• **YOUR OBJECTIVE**:
Reproduce the material verbatim, starting at the line that contains "Objective — for every instance of the long" and ending after the line that contains "[[160, 146]]".

• **DATA SHOWN**:
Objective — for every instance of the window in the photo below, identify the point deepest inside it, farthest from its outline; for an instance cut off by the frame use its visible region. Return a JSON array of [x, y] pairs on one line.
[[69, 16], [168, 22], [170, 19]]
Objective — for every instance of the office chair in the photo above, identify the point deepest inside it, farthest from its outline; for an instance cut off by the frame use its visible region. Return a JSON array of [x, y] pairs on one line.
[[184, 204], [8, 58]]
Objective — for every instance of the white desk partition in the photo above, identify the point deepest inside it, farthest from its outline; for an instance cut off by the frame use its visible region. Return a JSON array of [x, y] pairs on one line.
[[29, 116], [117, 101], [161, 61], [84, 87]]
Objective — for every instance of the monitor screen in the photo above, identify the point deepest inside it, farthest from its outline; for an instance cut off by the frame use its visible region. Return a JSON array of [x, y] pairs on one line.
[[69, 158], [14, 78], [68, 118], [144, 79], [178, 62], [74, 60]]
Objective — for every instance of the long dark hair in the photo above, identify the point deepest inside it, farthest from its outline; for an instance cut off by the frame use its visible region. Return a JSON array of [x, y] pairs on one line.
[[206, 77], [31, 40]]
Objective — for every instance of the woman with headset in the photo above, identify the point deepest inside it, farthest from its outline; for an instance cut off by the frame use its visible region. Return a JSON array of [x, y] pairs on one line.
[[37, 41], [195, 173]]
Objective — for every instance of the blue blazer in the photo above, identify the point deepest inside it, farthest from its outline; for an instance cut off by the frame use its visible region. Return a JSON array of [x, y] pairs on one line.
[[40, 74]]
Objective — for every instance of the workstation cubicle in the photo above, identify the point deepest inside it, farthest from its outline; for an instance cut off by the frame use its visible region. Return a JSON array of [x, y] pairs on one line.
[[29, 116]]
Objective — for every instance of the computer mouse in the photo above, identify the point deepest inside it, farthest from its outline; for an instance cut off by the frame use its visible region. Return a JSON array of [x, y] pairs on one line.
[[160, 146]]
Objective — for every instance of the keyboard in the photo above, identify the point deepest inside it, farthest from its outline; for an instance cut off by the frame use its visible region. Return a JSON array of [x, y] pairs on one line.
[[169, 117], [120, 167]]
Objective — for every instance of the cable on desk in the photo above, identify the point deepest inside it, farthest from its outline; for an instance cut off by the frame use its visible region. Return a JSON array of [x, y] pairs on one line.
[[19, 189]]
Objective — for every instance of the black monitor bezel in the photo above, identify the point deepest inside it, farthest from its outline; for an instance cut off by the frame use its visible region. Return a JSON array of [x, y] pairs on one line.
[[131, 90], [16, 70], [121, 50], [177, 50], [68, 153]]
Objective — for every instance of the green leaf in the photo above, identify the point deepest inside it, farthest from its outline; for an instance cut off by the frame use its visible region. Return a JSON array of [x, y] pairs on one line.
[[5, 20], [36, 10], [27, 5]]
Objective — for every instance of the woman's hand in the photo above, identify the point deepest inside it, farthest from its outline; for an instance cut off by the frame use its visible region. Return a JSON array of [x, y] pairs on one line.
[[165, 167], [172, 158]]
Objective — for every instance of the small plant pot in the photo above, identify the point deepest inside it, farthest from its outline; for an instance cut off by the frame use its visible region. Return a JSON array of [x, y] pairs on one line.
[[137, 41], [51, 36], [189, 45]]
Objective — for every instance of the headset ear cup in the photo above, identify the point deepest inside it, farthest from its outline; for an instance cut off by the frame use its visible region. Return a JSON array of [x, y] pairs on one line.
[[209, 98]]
--
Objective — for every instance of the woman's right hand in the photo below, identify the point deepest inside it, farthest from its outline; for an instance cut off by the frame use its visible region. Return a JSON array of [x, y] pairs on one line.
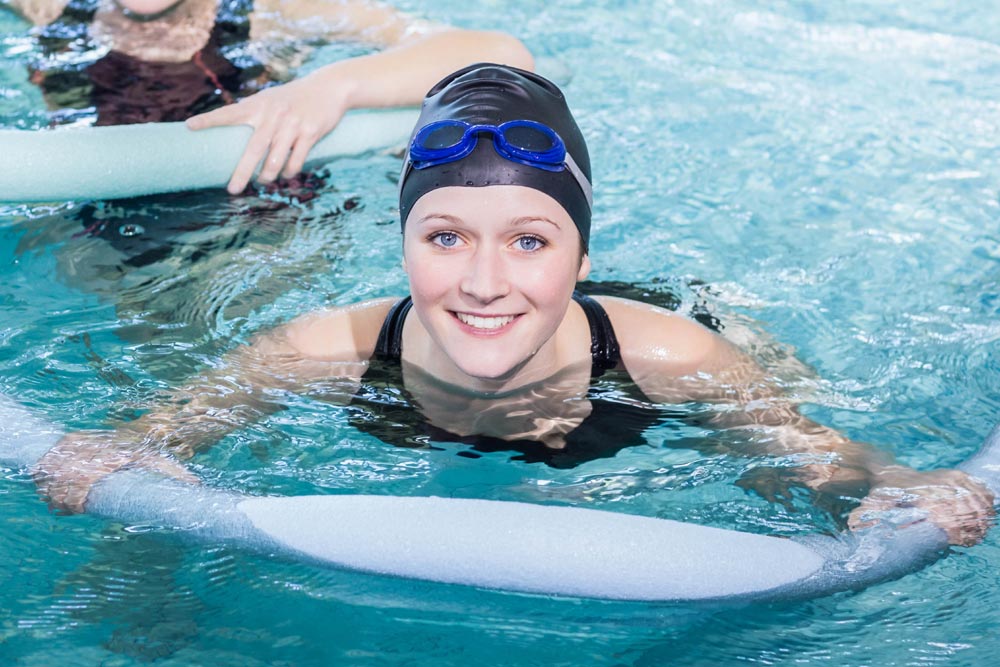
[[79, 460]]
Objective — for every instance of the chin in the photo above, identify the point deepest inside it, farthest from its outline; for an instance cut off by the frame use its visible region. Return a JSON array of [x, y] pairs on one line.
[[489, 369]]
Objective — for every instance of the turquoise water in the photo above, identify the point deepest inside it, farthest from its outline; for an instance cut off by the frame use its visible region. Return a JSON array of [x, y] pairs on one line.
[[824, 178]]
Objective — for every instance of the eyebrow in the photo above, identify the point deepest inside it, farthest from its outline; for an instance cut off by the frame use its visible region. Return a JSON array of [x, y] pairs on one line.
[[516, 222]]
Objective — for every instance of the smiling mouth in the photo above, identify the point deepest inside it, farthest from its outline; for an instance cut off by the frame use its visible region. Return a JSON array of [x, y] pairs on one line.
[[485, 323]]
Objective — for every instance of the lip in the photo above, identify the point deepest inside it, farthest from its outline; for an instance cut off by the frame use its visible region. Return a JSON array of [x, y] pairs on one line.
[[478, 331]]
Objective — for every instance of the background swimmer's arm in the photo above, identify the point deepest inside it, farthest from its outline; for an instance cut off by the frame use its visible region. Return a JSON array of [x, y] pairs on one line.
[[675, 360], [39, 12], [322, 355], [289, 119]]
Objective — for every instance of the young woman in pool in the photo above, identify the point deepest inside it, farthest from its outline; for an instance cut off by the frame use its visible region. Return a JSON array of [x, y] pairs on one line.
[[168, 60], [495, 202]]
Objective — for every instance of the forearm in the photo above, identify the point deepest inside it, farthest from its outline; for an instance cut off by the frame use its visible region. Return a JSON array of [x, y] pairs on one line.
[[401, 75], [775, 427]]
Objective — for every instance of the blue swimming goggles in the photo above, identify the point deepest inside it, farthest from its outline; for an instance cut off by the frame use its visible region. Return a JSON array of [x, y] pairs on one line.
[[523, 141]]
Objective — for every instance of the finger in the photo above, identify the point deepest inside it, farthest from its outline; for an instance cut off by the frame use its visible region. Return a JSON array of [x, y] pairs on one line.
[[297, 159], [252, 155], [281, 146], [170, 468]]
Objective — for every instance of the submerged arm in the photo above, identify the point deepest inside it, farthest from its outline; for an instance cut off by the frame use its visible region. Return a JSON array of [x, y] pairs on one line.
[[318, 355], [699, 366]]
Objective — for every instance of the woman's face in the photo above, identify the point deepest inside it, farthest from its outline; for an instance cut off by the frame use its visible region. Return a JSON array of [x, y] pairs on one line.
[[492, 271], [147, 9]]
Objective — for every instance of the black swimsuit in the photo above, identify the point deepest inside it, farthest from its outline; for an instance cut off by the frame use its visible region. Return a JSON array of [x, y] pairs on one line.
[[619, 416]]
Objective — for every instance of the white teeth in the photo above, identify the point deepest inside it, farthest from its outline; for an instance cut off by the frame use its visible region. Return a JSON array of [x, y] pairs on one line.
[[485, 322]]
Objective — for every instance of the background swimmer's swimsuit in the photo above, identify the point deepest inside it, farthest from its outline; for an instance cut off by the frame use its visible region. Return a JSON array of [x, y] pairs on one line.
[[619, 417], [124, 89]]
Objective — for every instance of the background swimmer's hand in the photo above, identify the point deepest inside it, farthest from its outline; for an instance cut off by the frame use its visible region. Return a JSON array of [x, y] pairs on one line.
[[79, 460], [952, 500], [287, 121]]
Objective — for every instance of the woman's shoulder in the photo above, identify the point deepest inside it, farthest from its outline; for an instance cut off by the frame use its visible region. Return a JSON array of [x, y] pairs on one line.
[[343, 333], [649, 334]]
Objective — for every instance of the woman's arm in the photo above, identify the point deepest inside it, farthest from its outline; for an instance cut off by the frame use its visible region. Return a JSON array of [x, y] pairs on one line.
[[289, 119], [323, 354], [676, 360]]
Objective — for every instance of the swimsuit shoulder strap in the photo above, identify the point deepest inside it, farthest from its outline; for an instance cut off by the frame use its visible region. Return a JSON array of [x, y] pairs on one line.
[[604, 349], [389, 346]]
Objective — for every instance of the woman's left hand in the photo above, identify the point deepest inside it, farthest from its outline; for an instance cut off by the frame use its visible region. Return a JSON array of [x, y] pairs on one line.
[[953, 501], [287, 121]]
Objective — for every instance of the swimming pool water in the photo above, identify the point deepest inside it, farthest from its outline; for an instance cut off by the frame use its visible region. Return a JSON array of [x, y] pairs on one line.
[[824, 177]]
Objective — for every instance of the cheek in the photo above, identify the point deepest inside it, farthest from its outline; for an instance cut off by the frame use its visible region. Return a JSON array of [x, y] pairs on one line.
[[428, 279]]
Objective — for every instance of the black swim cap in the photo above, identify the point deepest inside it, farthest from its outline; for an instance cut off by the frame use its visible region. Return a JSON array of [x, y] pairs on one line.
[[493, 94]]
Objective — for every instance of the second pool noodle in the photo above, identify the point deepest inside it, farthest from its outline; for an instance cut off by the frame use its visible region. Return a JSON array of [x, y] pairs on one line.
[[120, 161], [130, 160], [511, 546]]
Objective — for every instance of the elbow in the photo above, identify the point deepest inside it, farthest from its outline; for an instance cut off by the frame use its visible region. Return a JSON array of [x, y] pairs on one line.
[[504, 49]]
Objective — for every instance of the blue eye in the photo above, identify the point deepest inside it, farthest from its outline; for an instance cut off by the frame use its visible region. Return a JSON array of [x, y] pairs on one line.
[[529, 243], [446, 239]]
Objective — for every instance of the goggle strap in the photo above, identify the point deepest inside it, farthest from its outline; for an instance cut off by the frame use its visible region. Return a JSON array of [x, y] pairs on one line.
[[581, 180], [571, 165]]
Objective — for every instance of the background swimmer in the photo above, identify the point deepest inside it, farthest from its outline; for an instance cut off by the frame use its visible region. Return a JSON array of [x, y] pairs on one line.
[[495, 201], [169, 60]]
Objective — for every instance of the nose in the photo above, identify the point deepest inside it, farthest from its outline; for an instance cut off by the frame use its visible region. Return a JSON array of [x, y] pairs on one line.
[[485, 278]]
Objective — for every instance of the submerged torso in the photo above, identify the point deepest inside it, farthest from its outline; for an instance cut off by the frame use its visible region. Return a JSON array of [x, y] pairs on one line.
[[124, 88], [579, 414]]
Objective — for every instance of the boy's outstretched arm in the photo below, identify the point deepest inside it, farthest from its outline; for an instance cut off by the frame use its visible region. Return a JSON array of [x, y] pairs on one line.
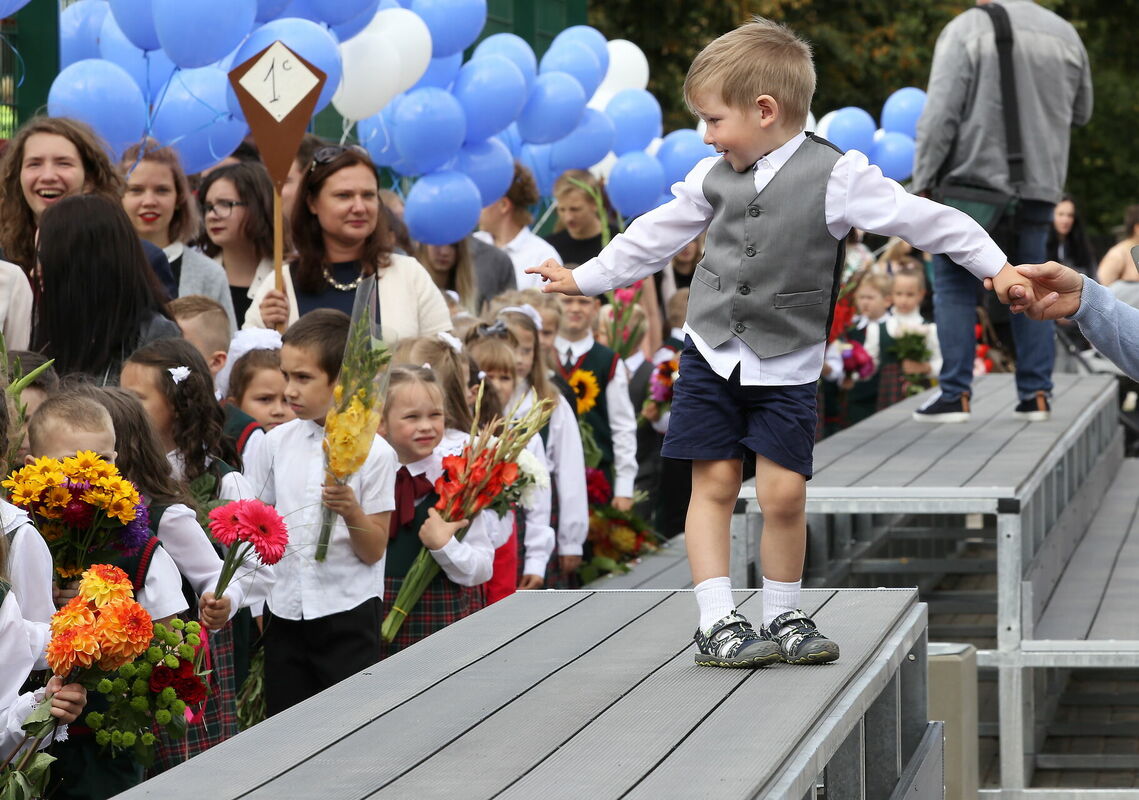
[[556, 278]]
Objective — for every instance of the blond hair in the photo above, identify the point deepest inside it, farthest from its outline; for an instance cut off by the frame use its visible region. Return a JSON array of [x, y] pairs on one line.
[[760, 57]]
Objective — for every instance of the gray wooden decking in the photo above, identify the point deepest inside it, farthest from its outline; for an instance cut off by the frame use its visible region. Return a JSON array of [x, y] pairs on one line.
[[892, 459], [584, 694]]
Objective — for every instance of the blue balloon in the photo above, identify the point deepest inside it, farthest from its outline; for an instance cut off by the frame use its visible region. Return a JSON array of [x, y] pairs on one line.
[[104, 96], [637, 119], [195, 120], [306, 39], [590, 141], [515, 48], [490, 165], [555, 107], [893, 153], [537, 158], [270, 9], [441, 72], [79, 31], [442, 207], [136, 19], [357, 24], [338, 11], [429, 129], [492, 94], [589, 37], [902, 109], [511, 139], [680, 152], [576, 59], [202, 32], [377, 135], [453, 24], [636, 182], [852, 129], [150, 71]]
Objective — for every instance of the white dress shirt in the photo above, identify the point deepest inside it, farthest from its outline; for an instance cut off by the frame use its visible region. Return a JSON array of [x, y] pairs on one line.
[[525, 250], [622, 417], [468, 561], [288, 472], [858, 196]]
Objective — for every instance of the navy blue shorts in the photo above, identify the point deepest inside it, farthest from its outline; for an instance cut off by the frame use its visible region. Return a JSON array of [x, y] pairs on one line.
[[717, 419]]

• **RESULT OF THIS TASK**:
Objective — for every instance of the long dark hair in the photo above, identify the point deepest inside it, farthest from its outline; for an instance cut off by the frame use its visible region. Return a JSON array of [x, y] pairs on one line.
[[206, 77], [31, 40]]
Objective — for every instance of the woman with headset in the photo above, identify the point deepest inside it, farthest from its outline; for an instance cut off by the frame use its visible region. Return a JSON array of [x, y] pairs on one line.
[[37, 41], [195, 173]]
Objective — for every instance of the blue blazer in the photo above, identify the point deepest inside it, farthest from its outline; for an instance cut off by the frame use its visible region. Return a JSON array of [x, y] pairs on one line.
[[40, 74]]
Objective — for every instance of the workstation cubicle in the photo above, identify the point deepest inside it, farthest from its outline; for an instance cut off by the frame use its visible region. Return a JSON array of [x, y] pairs on one line.
[[29, 116]]
Objective — for every instance of the computer mouse in the photo above, identify the point deepest inside it, farthest from its outline; for an instance cut off by the frame use its visible region. Return a JSON array of [x, y] pairs on one line.
[[160, 146]]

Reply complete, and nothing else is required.